> **TASK PROMPT**
Reproduce the records below word for word, leaving out the pictures.

> **DATASET**

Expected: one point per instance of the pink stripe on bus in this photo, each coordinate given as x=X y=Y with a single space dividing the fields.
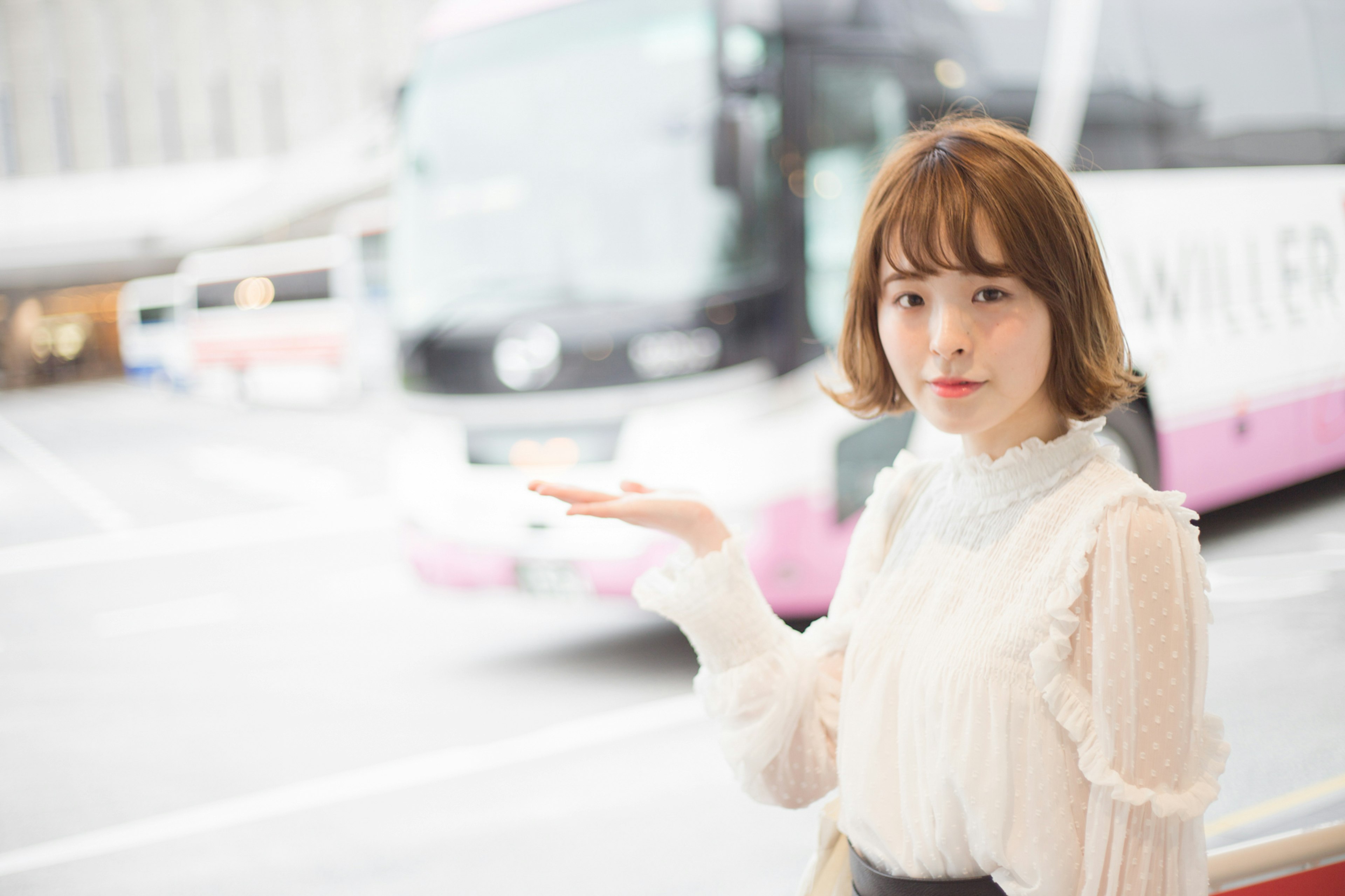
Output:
x=1227 y=461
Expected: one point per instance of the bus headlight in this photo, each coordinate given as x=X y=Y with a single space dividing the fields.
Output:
x=528 y=356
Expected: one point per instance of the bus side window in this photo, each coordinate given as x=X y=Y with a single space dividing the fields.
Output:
x=857 y=111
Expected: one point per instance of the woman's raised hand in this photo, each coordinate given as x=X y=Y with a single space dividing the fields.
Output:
x=687 y=519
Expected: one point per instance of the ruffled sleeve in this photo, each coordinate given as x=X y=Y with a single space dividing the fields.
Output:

> **TASK RESPONSE**
Expected: one point per instance of the pink stripe on bus in this photo, each coordinate given as x=X y=Y with a single space dividing the fields.
Output:
x=1227 y=461
Expected: one point per instance of the bus headlight in this photo, each coordinate given as x=X y=Y with a single space dividing the fields.
Output:
x=528 y=356
Expected: one point per instance of the bus side window in this photo, each coordinate given as x=X y=Y with a single space dividing the fields.
Output:
x=857 y=111
Expected: one point per instance of the woman's raised hand in this photo, each coordinate given as x=X y=Y with a single space dividing the fields.
Output:
x=687 y=519
Expected: one point per instance of the ruffled sleeve in this photo, each coordinate given as x=X y=Y with a single space dividing the fields.
Output:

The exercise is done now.